[START]

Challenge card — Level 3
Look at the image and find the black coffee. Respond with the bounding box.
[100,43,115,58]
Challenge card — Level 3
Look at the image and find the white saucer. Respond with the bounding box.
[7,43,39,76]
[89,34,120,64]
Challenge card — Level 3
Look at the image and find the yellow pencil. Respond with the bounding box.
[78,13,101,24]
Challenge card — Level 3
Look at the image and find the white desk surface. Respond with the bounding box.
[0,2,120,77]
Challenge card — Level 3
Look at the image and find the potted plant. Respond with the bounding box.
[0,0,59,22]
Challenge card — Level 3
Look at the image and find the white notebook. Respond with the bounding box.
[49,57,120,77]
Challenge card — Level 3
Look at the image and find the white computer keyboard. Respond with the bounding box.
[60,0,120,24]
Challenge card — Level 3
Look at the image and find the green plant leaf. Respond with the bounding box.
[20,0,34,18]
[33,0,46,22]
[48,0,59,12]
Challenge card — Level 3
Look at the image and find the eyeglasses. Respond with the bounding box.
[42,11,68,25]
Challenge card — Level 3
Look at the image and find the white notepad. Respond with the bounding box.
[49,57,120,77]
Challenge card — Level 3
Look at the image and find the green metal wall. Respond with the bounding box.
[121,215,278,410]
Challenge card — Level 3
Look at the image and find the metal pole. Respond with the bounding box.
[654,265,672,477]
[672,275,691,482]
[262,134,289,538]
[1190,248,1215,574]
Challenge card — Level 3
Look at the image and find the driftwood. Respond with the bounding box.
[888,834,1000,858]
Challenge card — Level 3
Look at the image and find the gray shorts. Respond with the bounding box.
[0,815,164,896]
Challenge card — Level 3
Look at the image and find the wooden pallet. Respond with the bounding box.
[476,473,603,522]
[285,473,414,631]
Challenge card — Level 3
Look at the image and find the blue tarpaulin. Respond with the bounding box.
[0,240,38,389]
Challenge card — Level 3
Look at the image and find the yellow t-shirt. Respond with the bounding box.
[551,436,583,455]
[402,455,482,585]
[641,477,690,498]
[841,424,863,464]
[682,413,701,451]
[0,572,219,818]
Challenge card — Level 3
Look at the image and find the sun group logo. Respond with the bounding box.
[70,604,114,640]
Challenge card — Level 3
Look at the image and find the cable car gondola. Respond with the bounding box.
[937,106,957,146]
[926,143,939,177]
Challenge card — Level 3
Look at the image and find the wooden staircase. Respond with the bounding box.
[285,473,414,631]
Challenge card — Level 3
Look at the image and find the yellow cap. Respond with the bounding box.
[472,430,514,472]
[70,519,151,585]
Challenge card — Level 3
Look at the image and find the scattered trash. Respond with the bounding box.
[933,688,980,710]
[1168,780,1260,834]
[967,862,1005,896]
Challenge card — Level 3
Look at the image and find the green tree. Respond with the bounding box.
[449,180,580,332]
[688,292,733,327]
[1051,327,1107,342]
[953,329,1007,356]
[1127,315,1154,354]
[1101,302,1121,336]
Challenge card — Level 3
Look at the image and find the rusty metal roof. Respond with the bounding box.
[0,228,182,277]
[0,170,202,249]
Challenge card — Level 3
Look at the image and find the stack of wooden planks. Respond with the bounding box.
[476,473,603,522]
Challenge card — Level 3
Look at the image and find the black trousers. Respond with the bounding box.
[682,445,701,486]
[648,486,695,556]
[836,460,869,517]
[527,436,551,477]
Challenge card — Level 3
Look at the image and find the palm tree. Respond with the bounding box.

[END]

Return the entries above exactly, each one complete.

__RESPONSE TO THE EXERCISE__:
Challenge card — Level 3
Look at the image and find the black coffee. Respond with the bounding box.
[100,43,115,58]
Challenge card — Level 3
Look at the image and find the white saucer. Respond with the bounding box.
[7,43,39,76]
[89,34,120,64]
Challenge card — Level 3
Look at the image and find the yellow pencil. Respond with the bounding box.
[78,13,101,24]
Challenge card — Level 3
Look at the image and find the white desk surface. Respond with the bounding box.
[0,2,120,77]
Challenge card — Level 3
Look at the image and find the potted plant. Respond with the bounding box.
[0,0,59,22]
Challenge card — Level 3
Look at the image and find the white notebook. Respond with the bounding box.
[49,57,120,77]
Challenge card — Level 3
Look at the image and find the white computer keyboard. Respond with the bounding box.
[60,0,120,24]
Challenge card — Level 3
Look at the image and find the green plant leaf. Respond with the bounding box.
[20,0,34,18]
[33,0,46,22]
[48,0,59,12]
Challenge card — Level 3
Look at the image and find the eyeglasses. Respond with the bounding box.
[42,11,68,25]
Challenge card — Level 3
Look at the image and find the white notepad. Respond with the bounding box.
[49,57,120,77]
Challenge card — Level 3
Look at the image and find the green metal wall. Respond with the bounding box.
[121,215,278,410]
Challenge card — Level 3
Look at the image and find the metal pole. Respond with the bounding box.
[654,265,672,477]
[672,275,691,482]
[262,134,289,538]
[1190,248,1215,574]
Challenge card — Level 3
Look at the image and find the driftwood. Respond with the bounding box.
[888,834,1000,858]
Challenge card — Level 3
Look at the image and find the gray shorts. Respond with the bounding box.
[0,815,164,896]
Challenge card — Level 3
Look at the image and find the wooden pallet. Respond with the bounding box.
[476,473,603,522]
[285,473,414,631]
Challenge card — Level 3
Look at the image and find the blue tarpaulin. Respond with the bounding box.
[0,240,38,389]
Challenge card — Level 3
Look at the image and find the yellow t-shirt. Respond with the bounding box.
[551,436,583,455]
[402,455,482,585]
[641,477,690,498]
[841,424,863,464]
[682,413,701,451]
[0,572,219,818]
Challenge card — Level 3
Look at the image and find the sun group logo. Respond with the bounding box.
[70,604,114,640]
Challenge card — Level 3
Look at the image and find the cable car gondola. Respond with the bounding box.
[937,106,957,146]
[926,143,939,177]
Challenge card — Level 3
Look at the image and find the wooden staircase. Respond with the bounding box.
[285,473,414,631]
Challenge card — Level 3
Look at the image and find the yellow cap. Respond with the bounding box.
[472,430,514,472]
[70,519,151,585]
Challenge card — Level 3
Look at the image and find the scattered trash. Respond with the bounding box.
[933,688,980,710]
[1168,780,1260,834]
[967,862,1005,896]
Challenge card — Level 3
Look at the image and find the green tree. Respond with the bounding box.
[449,180,580,332]
[688,292,733,327]
[1051,327,1107,342]
[953,329,1007,356]
[1127,315,1154,354]
[1101,302,1121,336]
Challenge card — Level 3
Look at the image and find the rusty metal roof. Respond with the bounding box.
[0,228,182,277]
[0,170,202,249]
Challenge card — Level 3
Look at the image and find the stack of wooden planks. Respond with the bounding box.
[476,473,603,522]
Challenge card — Level 3
Look at the image and find the black trousers. Respond with the bounding box.
[682,445,701,486]
[648,486,695,556]
[836,460,869,517]
[527,436,551,477]
Challenge card — Level 3
Look at the image and find the palm tree. Respond with the bounding box.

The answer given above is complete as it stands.